■ Exercise description ■
Print the listing below again, exactly. Skip the pictures.

■ Provided records ■

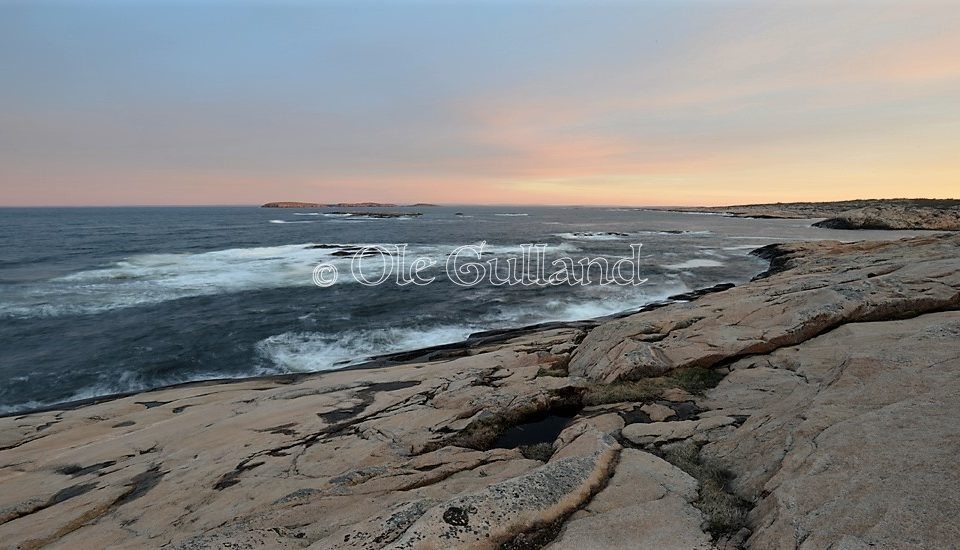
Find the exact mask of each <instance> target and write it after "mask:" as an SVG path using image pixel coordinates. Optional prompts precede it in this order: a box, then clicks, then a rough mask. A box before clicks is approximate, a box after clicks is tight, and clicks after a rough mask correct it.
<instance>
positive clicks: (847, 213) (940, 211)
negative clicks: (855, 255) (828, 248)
mask: <svg viewBox="0 0 960 550" xmlns="http://www.w3.org/2000/svg"><path fill="white" fill-rule="evenodd" d="M658 210H669V211H671V212H694V213H709V214H724V215H728V216H733V217H738V218H788V219H812V218H825V219H824V220H822V221H819V222H817V223H815V224H813V225H814V226H815V227H824V228H828V229H901V230H902V229H930V230H936V231H960V199H861V200H849V201H835V202H778V203H771V204H746V205H739V206H701V207H689V208H687V207H683V208H663V209H658Z"/></svg>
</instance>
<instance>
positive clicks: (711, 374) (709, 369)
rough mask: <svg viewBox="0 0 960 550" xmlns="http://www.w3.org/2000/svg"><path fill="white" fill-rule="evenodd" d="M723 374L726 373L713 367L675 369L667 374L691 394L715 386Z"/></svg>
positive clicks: (707, 389) (698, 392) (700, 392)
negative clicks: (710, 368) (711, 367)
mask: <svg viewBox="0 0 960 550" xmlns="http://www.w3.org/2000/svg"><path fill="white" fill-rule="evenodd" d="M724 376H726V375H725V374H723V373H719V372H717V371H715V370H713V369H703V368H687V369H676V370H674V371H672V372H671V373H670V374H669V377H670V378H671V379H673V380H675V381H676V383H677V385H678V386H679V387H681V388H683V389H684V390H686V391H688V392H690V393H693V394H702V393H703V392H704V391H706V390H709V389H710V388H714V387H716V385H717V384H719V383H720V381H721V380H723V377H724Z"/></svg>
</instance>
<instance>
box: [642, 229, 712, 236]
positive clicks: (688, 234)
mask: <svg viewBox="0 0 960 550" xmlns="http://www.w3.org/2000/svg"><path fill="white" fill-rule="evenodd" d="M637 233H638V234H640V235H712V234H713V232H712V231H687V230H681V229H646V230H643V231H637Z"/></svg>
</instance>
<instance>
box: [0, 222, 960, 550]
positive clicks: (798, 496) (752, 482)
mask: <svg viewBox="0 0 960 550" xmlns="http://www.w3.org/2000/svg"><path fill="white" fill-rule="evenodd" d="M768 253H769V255H770V257H771V258H772V259H773V262H772V264H773V267H774V268H775V269H772V270H771V272H770V273H769V274H768V276H766V277H764V278H762V279H759V280H756V281H754V282H752V283H749V284H747V285H744V286H742V287H737V288H732V289H726V290H721V291H719V292H714V293H708V294H704V295H701V296H699V297H692V298H696V299H694V300H693V301H690V302H688V303H679V304H672V305H667V306H664V307H660V308H657V309H652V310H650V311H646V312H644V313H639V314H636V315H632V316H628V317H624V318H622V319H617V320H612V321H608V322H605V323H602V324H597V323H592V324H591V323H582V324H571V325H570V326H566V327H564V326H557V325H552V326H546V327H541V328H538V329H532V330H527V331H523V332H518V333H515V334H512V335H511V334H499V335H496V336H495V337H494V336H488V337H484V338H478V339H475V340H474V341H473V344H471V345H470V346H468V347H461V348H458V349H457V350H455V352H454V350H450V349H447V350H437V351H435V352H433V355H430V356H429V357H424V356H423V355H420V356H418V355H416V354H411V355H410V356H409V357H405V358H403V359H404V361H406V362H401V363H399V364H393V365H392V366H383V367H380V366H375V365H374V366H368V367H367V368H363V369H353V370H343V371H336V372H328V373H321V374H316V375H300V376H296V377H272V378H264V379H255V380H244V381H238V382H234V383H206V384H192V385H186V386H181V387H175V388H169V389H164V390H158V391H154V392H150V393H149V394H148V395H136V396H128V397H121V398H117V399H112V400H106V401H103V402H100V403H92V404H88V405H85V406H79V407H76V408H72V409H65V410H52V411H46V412H37V413H32V414H24V415H20V416H11V417H6V418H0V547H2V548H8V547H9V548H34V547H40V546H53V547H63V548H89V547H117V546H119V547H133V546H140V547H142V546H151V547H154V546H155V547H161V546H162V547H167V548H207V547H232V548H256V547H270V548H307V547H312V548H322V549H328V548H370V549H380V548H418V549H419V548H423V549H427V548H443V547H448V548H499V547H503V548H540V547H544V546H546V547H549V548H556V549H562V548H592V547H604V548H711V547H717V548H738V547H748V548H831V547H833V548H848V547H849V548H861V547H863V548H866V547H878V548H881V547H886V548H894V547H896V548H900V547H926V548H949V547H951V545H954V544H955V543H956V541H957V540H960V527H958V526H960V523H958V522H957V520H956V517H955V516H956V504H955V501H956V498H955V496H956V494H958V492H960V477H958V476H960V474H958V471H957V469H956V467H955V465H956V458H955V457H956V456H958V453H960V431H958V430H960V428H958V426H960V424H958V422H957V421H956V420H957V416H956V411H957V410H958V409H960V347H958V344H957V342H960V312H958V311H957V310H958V309H960V236H955V237H948V236H939V237H932V236H931V237H921V238H914V239H909V240H904V241H898V242H889V243H851V244H840V243H831V242H821V243H795V244H790V245H781V246H778V247H776V248H775V249H771V250H770V251H769V252H768ZM567 363H569V366H568V367H567V369H568V370H564V369H558V367H557V365H567ZM547 373H549V374H547ZM586 396H592V397H591V399H592V401H591V402H590V403H589V404H588V403H585V402H584V401H585V400H586ZM551 417H563V418H564V419H565V420H564V423H562V424H558V425H557V428H562V431H560V433H559V435H556V437H554V438H553V439H552V441H550V439H551V437H552V435H551V437H546V438H545V439H542V440H541V439H536V443H537V444H538V445H545V446H547V447H548V448H547V449H546V452H537V453H530V452H525V449H523V448H521V447H518V448H498V447H497V446H496V444H497V441H498V440H499V438H501V437H502V436H503V435H504V434H505V433H508V432H509V431H510V430H511V428H516V427H517V426H522V425H528V426H529V425H535V423H536V422H538V421H542V420H543V419H545V418H551ZM567 418H569V420H566V419H567ZM524 441H526V440H524ZM518 444H519V443H518ZM542 450H543V449H541V451H542Z"/></svg>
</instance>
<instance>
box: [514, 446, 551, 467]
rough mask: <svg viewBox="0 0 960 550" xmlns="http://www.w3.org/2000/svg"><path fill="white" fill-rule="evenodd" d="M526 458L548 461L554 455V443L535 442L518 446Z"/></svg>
mask: <svg viewBox="0 0 960 550" xmlns="http://www.w3.org/2000/svg"><path fill="white" fill-rule="evenodd" d="M518 450H519V451H520V454H522V455H523V457H524V458H529V459H530V460H539V461H540V462H546V461H548V460H550V457H551V456H553V443H535V444H533V445H522V446H520V447H519V448H518Z"/></svg>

■ Exercise solution ■
Find the exact mask of each <instance> target and write it after "mask:" as an SVG path using image pixel coordinates. Optional prompts precede it in this order: a box, then clicks, then a rough mask. A box before clicks is approximate, a box after clicks is tight, and clicks after a rough mask correct it.
<instance>
positive clicks: (847, 213) (940, 211)
negative clicks: (855, 255) (828, 248)
mask: <svg viewBox="0 0 960 550" xmlns="http://www.w3.org/2000/svg"><path fill="white" fill-rule="evenodd" d="M658 210H669V211H671V212H694V213H709V214H724V215H728V216H733V217H738V218H788V219H812V218H825V219H824V220H822V221H819V222H817V223H815V224H813V225H814V226H815V227H824V228H828V229H901V230H902V229H930V230H936V231H960V199H861V200H849V201H835V202H778V203H771V204H746V205H739V206H701V207H689V208H687V207H683V208H663V209H658Z"/></svg>
</instance>
<instance>
positive clicks: (711, 374) (709, 369)
rough mask: <svg viewBox="0 0 960 550" xmlns="http://www.w3.org/2000/svg"><path fill="white" fill-rule="evenodd" d="M723 374L726 373L713 367L675 369L667 374L691 394L715 386Z"/></svg>
positive clicks: (707, 389) (698, 392) (700, 392)
negative clicks: (710, 368) (711, 367)
mask: <svg viewBox="0 0 960 550" xmlns="http://www.w3.org/2000/svg"><path fill="white" fill-rule="evenodd" d="M724 376H726V375H725V374H723V373H719V372H717V371H715V370H713V369H703V368H687V369H676V370H674V371H672V372H671V373H670V374H669V377H670V378H671V379H673V380H675V381H676V383H677V385H678V386H679V387H681V388H683V389H684V390H686V391H688V392H690V393H693V394H702V393H703V392H704V391H706V390H709V389H710V388H714V387H716V385H717V384H719V383H720V381H721V380H723V377H724Z"/></svg>
</instance>
<instance>
box: [642, 229, 712, 236]
positive clicks: (688, 234)
mask: <svg viewBox="0 0 960 550" xmlns="http://www.w3.org/2000/svg"><path fill="white" fill-rule="evenodd" d="M637 233H638V234H640V235H712V234H713V232H712V231H687V230H681V229H646V230H643V231H637Z"/></svg>
</instance>
<instance>
box: [0, 222, 960, 550]
positive clicks: (798, 496) (752, 482)
mask: <svg viewBox="0 0 960 550" xmlns="http://www.w3.org/2000/svg"><path fill="white" fill-rule="evenodd" d="M768 253H769V255H770V257H771V258H772V259H773V262H772V264H773V267H774V268H775V269H772V270H771V272H770V273H769V274H768V276H766V277H764V278H762V279H759V280H756V281H754V282H752V283H749V284H747V285H744V286H742V287H737V288H732V289H726V290H721V291H719V292H714V293H708V294H704V295H701V296H699V297H692V298H696V299H694V300H693V301H690V302H688V303H679V304H672V305H667V306H664V307H660V308H657V309H652V310H650V311H646V312H644V313H639V314H636V315H632V316H628V317H624V318H622V319H617V320H612V321H608V322H605V323H602V324H597V323H592V324H591V323H582V324H571V325H570V326H566V327H564V326H557V325H552V326H546V327H541V328H538V329H532V330H527V331H523V332H518V333H515V334H512V335H511V334H499V335H496V336H495V337H494V336H488V337H484V338H478V339H475V340H474V341H473V344H471V345H470V346H468V347H461V348H458V349H457V350H455V352H454V350H450V349H447V350H437V351H435V352H433V355H430V356H429V357H424V356H423V355H420V356H418V355H416V354H411V355H410V356H409V357H405V358H403V359H404V361H406V362H401V363H399V364H393V365H392V366H383V367H380V366H375V365H374V366H368V367H367V368H363V369H353V370H343V371H336V372H328V373H321V374H316V375H300V376H296V377H272V378H264V379H255V380H244V381H238V382H234V383H206V384H192V385H186V386H181V387H175V388H169V389H164V390H158V391H154V392H150V393H149V394H148V395H136V396H128V397H121V398H117V399H112V400H106V401H103V402H100V403H92V404H88V405H85V406H79V407H76V408H72V409H65V410H52V411H46V412H37V413H32V414H24V415H20V416H11V417H6V418H0V547H2V548H8V547H9V548H34V547H40V546H53V547H63V548H89V547H117V546H119V547H133V546H140V547H142V546H151V547H154V546H155V547H161V546H162V547H167V548H207V547H232V548H256V547H270V548H307V547H312V548H322V549H328V548H370V549H380V548H418V549H419V548H423V549H427V548H443V547H448V548H499V547H503V548H540V547H544V546H546V547H549V548H556V549H562V548H592V547H604V548H711V547H717V548H738V547H748V548H831V547H833V548H848V547H849V548H861V547H863V548H866V547H878V548H881V547H886V548H894V547H896V548H900V547H926V548H949V547H951V545H954V544H955V543H956V541H957V540H960V527H958V526H960V523H958V522H957V520H956V517H955V516H956V504H955V501H956V498H955V496H956V494H958V492H960V477H958V476H960V474H958V471H957V469H956V467H955V465H956V458H955V457H956V456H958V453H960V431H958V430H960V428H958V426H960V424H958V422H957V421H956V420H957V416H956V411H957V410H958V409H960V347H958V344H957V342H960V312H958V311H957V310H958V309H960V236H955V237H948V236H939V237H932V236H931V237H921V238H914V239H909V240H904V241H898V242H889V243H851V244H840V243H831V242H821V243H795V244H790V245H781V246H778V247H776V248H775V249H771V250H770V251H769V252H768ZM567 363H569V366H568V367H567V369H568V370H564V369H558V367H557V365H567ZM547 373H549V374H547ZM586 396H592V397H591V399H592V401H591V402H590V403H589V404H588V403H585V402H584V401H585V400H586ZM551 417H563V418H564V419H565V420H564V423H562V424H558V425H557V428H562V431H560V433H559V435H556V437H554V438H553V439H552V441H550V439H551V437H552V435H551V437H546V438H545V439H542V440H541V439H536V443H537V444H538V445H545V446H547V447H548V448H547V449H546V452H537V453H530V452H525V449H523V448H521V447H518V448H498V447H497V446H496V444H497V441H498V440H499V438H501V437H502V436H503V435H504V434H505V433H508V432H509V431H510V430H511V428H516V427H517V426H522V425H528V426H529V425H535V423H536V422H538V421H542V420H543V419H545V418H551ZM567 418H569V420H566V419H567ZM524 441H526V440H524ZM518 444H519V443H518ZM542 450H543V449H541V451H542Z"/></svg>
</instance>
<instance>
box: [514, 446, 551, 467]
rough mask: <svg viewBox="0 0 960 550" xmlns="http://www.w3.org/2000/svg"><path fill="white" fill-rule="evenodd" d="M526 458L548 461L554 455V443L535 442L518 446Z"/></svg>
mask: <svg viewBox="0 0 960 550" xmlns="http://www.w3.org/2000/svg"><path fill="white" fill-rule="evenodd" d="M518 450H519V451H520V454H522V455H523V457H524V458H529V459H530V460H539V461H540V462H546V461H548V460H550V457H551V456H553V443H535V444H533V445H522V446H520V447H519V448H518Z"/></svg>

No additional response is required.